(本文):
天気良かったけどどこも行ってないっす。前週まで歩き回りすぎてかかとが痛いし。

地元には支線の鉄橋をくぐる河川公園ロードがあり、柵らしきものすらなく、すぐ目の前を3両電車が走っていく。いつもジブリみたいだなあと思ったりする。久しぶりにの〜んびり、かかとに負担がかからないよう歩いた。

先にノーベル文学賞をとったアニー・エルノーの代表作とやらを購入。不倫。赤裸々な記述で反響を呼んだ衝撃作らしい。どれどれ。でもね、この分野は大人として思うけど、小説と現実とはかなり違う部分かな。でも日本の一部の作家が試みているような赤裸々のしかたもどうもね、と思ったりする。まあいいや。

先日観た映画のテーマを歌っていたyamaという仮面アーティストをテレビで観て検索。J-POPは先日もタレントの誰かがいいと言っていたamazarashiを聴いたり、ベリーグッドマンを聴いてみたり。探す作業が楽しい。若い才能は観たいよね。同じ番組では稲垣潤一がまだドラム叩きながらドラマティック・レイン歌ってはりました。

⚾️早慶戦を観る。ライオンズドラ1の蛭間を見とかなだし。で、モーツァルトのピアノ協奏曲20番を、内田光子→ラドゥ・ルプー→リリー・クラウス→マルタ・アルゲリッチの順に聴き比べる。

ピアノ🎹の入りのところ、内田光子は、独特の丸い音で、緊張感をみなぎらせて、これ以上なくデリケートに入る。しかし他の奏者は違って、けっこうフレーズで訴える、突き刺すように入るのでふうむ、となる。ルプーは強いところは強く、しかし音に深みがあり、決して急がず思索的。

20番は、モーツァルトには珍しくデモーニッシュな曲調だ。リリー・クラウスは明るい部分を持ち前のチャーミングさで立て、暗く妖しいメロディーとのギャップを際立たせている。アルゲリッチさんは、ダイナミズムと繊細さ、甘さを組み合わせて聴かせる演奏。しかも聴かせようとしているのではなくて、ピアニズムを強く発信している感じがする。

堀辰雄の短編集を読んだりするとまた、なんか感性のたがを外して、見るもの聴くものを更地の心に感じたくなることがある。

(提供データ):
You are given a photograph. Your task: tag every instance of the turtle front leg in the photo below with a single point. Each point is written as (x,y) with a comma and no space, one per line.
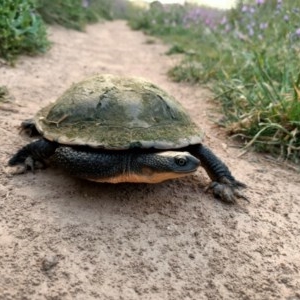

(課題の指示):
#1 本文について、次の問いにそれぞれ答えなさい。
(a) 早慶戦を観る理由として名前が挙げられている選手は誰か。
(b) モーツァルトのピアノ協奏曲20番の聴き比べで、二番目に聴いた奏者は誰か。
(c) 同じテレビ番組で稲垣潤一が歌っていた曲は何か。
#2 次の(a)〜(c)の文が本文の内容と合っているかどうかを判断し、根拠となる本文の語句を引用して示しなさい。
(a) 筆者は前週まで歩き回りすぎたため、かかとが痛い。
(b) 河川公園ロードでは、電車との間に柵が設けられている。
(c) ピアノ協奏曲20番は、モーツァルトらしい明るい曲調だと述べられている。
#3 本文のうち、「地元には支線の鉄橋をくぐる河」から始まり「心に感じたくなることがある。」で終わる部分を、一字も変えずに書き写しなさい。
答えは本文の内容だけをもとに書くこと。

(課題の解答):
#1
(a) 蛭間
(b) ラドゥ・ルプー
(c) ドラマティック・レイン

#2
(a) はい。「前週まで歩き回りすぎてかかとが痛いし」
(b) いいえ。「柵らしきものすらなく」
(c) いいえ。「20番は、モーツァルトには珍しくデモーニッシュな曲調だ」

#3
地元には支線の鉄橋をくぐる河川公園ロードがあり、柵らしきものすらなく、すぐ目の前を3両電車が走っていく。いつもジブリみたいだなあと思ったりする。久しぶりにの〜んびり、かかとに負担がかからないよう歩いた。

先にノーベル文学賞をとったアニー・エルノーの代表作とやらを購入。不倫。赤裸々な記述で反響を呼んだ衝撃作らしい。どれどれ。でもね、この分野は大人として思うけど、小説と現実とはかなり違う部分かな。でも日本の一部の作家が試みているような赤裸々のしかたもどうもね、と思ったりする。まあいいや。

先日観た映画のテーマを歌っていたyamaという仮面アーティストをテレビで観て検索。J-POPは先日もタレントの誰かがいいと言っていたamazarashiを聴いたり、ベリーグッドマンを聴いてみたり。探す作業が楽しい。若い才能は観たいよね。同じ番組では稲垣潤一がまだドラム叩きながらドラマティック・レイン歌ってはりました。

⚾️早慶戦を観る。ライオンズドラ1の蛭間を見とかなだし。で、モーツァルトのピアノ協奏曲20番を、内田光子→ラドゥ・ルプー→リリー・クラウス→マルタ・アルゲリッチの順に聴き比べる。

ピアノ🎹の入りのところ、内田光子は、独特の丸い音で、緊張感をみなぎらせて、これ以上なくデリケートに入る。しかし他の奏者は違って、けっこうフレーズで訴える、突き刺すように入るのでふうむ、となる。ルプーは強いところは強く、しかし音に深みがあり、決して急がず思索的。

20番は、モーツァルトには珍しくデモーニッシュな曲調だ。リリー・クラウスは明るい部分を持ち前のチャーミングさで立て、暗く妖しいメロディーとのギャップを際立たせている。アルゲリッチさんは、ダイナミズムと繊細さ、甘さを組み合わせて聴かせる演奏。しかも聴かせようとしているのではなくて、ピアニズムを強く発信している感じがする。

堀辰雄の短編集を読んだりするとまた、なんか感性のたがを外して、見るもの聴くものを更地の心に感じたくなることがある。